> **WORK TO DO**
Beginning at the line that contains "the rear window", reproduce every line to the end of the material without changing any of them.
=== RAW DATA ===
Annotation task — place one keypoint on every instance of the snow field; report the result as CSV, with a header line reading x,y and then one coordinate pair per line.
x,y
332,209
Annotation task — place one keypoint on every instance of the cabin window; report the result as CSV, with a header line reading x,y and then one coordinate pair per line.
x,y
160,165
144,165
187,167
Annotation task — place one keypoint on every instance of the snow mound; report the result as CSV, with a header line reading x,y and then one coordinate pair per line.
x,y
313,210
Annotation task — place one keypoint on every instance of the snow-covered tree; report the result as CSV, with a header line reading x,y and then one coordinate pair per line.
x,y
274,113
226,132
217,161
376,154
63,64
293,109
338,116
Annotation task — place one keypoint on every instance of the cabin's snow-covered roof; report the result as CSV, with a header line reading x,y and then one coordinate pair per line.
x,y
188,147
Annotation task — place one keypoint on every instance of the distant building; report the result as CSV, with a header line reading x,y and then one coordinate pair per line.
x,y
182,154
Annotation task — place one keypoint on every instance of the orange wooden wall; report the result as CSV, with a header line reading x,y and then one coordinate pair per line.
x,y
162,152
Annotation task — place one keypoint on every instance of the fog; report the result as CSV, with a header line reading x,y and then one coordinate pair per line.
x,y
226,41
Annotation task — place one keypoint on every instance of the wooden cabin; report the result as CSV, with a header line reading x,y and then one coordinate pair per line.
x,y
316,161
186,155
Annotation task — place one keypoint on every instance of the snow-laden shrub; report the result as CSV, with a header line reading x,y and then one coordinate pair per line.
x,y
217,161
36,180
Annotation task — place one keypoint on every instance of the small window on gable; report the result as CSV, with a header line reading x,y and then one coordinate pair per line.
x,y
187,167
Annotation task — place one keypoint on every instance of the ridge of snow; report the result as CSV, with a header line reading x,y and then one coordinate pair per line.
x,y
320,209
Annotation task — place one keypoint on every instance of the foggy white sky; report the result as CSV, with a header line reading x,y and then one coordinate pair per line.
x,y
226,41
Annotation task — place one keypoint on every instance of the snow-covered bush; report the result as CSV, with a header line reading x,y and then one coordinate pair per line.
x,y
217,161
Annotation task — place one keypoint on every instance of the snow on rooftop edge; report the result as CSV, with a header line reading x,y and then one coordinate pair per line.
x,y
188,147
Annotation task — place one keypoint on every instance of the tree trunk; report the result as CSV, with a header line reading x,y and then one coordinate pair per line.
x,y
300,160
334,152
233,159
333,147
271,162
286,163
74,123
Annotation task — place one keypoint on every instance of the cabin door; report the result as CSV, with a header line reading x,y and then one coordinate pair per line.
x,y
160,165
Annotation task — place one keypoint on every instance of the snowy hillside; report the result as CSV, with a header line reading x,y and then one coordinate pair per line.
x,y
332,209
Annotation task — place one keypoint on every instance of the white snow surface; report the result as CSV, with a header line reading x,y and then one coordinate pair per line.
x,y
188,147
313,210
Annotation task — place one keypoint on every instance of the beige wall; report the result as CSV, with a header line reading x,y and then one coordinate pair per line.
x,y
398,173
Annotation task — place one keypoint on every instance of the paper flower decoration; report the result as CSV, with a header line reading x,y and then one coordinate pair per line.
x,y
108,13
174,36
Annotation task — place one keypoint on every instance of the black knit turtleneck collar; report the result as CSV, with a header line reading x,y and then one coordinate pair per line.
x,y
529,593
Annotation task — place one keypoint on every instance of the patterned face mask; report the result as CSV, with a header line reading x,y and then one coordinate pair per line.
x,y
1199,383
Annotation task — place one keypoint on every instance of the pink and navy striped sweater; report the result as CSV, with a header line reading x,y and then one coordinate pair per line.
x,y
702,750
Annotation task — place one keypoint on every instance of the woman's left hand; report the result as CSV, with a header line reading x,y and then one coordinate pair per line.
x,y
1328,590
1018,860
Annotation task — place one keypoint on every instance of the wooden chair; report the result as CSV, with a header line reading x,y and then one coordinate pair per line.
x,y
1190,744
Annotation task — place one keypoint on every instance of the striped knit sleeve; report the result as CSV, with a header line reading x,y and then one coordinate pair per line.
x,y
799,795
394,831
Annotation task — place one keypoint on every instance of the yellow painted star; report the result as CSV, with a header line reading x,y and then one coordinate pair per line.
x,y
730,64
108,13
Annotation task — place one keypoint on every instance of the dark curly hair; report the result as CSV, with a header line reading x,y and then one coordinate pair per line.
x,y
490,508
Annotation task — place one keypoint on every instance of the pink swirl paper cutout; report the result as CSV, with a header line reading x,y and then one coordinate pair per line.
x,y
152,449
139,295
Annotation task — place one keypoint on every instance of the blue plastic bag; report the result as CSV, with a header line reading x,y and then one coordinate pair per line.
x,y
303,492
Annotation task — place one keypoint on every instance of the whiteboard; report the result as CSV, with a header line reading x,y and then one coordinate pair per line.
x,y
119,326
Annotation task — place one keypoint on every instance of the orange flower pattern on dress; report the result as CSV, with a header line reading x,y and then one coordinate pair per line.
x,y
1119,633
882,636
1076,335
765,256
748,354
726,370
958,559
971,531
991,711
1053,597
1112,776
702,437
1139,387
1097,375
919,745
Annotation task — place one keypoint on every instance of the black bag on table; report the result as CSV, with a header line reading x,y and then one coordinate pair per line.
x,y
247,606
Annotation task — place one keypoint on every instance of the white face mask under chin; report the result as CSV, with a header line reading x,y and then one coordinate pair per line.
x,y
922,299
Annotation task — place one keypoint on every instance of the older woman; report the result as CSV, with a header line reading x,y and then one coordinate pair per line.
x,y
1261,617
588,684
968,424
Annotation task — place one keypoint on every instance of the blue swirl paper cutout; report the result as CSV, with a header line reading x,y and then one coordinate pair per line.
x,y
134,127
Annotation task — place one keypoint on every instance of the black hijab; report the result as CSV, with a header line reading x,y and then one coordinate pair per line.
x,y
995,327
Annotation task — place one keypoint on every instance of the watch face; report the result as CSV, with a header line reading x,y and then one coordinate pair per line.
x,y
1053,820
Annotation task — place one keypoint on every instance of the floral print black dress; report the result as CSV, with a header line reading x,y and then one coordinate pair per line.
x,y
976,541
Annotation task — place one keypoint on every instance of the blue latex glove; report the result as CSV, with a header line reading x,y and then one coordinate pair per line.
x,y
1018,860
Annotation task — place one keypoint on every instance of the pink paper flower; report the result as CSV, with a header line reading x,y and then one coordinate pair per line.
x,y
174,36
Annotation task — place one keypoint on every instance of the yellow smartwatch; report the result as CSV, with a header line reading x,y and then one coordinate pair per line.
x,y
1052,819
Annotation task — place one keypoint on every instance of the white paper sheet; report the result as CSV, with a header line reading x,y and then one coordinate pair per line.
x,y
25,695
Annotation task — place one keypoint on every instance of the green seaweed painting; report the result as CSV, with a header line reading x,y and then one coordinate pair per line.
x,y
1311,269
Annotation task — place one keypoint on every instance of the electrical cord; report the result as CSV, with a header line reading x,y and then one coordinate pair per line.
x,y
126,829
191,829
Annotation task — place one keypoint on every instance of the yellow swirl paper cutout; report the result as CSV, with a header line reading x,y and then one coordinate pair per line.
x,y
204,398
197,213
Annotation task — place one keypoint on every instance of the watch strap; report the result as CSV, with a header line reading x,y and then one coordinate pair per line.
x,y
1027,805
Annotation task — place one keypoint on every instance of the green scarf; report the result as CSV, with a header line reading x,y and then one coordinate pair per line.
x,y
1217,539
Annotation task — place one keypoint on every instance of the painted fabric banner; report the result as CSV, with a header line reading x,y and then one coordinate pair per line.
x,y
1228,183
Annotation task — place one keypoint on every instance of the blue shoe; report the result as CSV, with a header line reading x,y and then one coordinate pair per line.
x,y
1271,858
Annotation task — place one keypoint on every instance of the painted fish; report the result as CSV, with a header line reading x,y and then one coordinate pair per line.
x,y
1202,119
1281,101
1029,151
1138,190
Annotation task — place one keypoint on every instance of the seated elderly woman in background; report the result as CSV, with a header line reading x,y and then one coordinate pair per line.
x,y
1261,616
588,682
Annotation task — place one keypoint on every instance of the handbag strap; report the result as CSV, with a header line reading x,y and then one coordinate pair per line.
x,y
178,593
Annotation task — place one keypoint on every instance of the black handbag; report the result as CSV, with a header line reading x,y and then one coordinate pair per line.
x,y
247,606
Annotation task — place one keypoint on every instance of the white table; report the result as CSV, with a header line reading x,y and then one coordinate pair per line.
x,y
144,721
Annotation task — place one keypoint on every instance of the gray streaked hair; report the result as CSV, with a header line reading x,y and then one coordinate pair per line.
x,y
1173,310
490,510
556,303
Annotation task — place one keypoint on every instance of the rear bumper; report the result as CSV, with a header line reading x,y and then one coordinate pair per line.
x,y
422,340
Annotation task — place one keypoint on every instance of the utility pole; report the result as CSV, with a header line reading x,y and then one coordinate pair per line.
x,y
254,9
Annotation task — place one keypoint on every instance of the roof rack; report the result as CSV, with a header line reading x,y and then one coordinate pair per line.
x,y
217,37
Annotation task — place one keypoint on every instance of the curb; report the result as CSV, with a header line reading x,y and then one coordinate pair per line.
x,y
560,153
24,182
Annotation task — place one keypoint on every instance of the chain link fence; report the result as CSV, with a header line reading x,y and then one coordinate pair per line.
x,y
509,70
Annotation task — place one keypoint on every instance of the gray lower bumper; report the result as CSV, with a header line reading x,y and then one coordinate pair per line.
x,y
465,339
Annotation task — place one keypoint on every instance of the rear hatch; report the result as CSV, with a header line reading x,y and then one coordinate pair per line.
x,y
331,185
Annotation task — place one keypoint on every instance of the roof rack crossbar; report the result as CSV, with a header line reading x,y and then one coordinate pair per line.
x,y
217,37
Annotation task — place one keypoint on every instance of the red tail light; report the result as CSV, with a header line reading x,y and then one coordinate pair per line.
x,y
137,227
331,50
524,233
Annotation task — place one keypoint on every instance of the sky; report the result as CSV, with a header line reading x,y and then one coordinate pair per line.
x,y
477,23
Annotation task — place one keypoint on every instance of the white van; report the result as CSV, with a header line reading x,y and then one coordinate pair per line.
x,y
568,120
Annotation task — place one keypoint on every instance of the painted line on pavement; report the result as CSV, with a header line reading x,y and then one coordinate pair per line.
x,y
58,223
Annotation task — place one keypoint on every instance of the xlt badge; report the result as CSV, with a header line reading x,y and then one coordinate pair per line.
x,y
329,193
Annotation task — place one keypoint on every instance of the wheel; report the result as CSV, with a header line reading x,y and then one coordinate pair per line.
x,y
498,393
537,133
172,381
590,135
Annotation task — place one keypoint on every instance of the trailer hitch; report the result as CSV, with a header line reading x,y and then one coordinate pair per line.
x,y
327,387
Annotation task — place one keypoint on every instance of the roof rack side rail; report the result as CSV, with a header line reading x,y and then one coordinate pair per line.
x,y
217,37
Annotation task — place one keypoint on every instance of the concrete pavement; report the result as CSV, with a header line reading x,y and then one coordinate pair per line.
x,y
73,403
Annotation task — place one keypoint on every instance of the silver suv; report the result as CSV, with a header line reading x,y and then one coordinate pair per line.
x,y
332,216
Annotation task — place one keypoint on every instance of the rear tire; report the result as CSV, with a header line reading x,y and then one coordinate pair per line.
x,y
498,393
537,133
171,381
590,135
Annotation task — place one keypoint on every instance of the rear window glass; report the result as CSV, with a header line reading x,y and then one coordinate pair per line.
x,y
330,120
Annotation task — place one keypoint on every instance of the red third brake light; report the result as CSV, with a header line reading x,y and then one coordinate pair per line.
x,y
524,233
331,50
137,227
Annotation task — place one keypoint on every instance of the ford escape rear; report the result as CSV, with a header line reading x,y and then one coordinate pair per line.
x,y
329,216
===
> **CORRECT RESPONSE**
Annotation task — place one keypoint on every instance of the rear window glass; report the result as CSV, with a header line reading x,y and then one coordinate pair per line.
x,y
330,120
Annotation task — place one keypoint on every instance of the red third brake light; report the result as CSV, with a header line reading x,y and then one coordinate pair per line.
x,y
524,233
331,50
137,227
Annotation task — place one keypoint on every instance of the ford escape rear; report the result as CSV, with a header line reading x,y and then one coordinate pair per line.
x,y
329,216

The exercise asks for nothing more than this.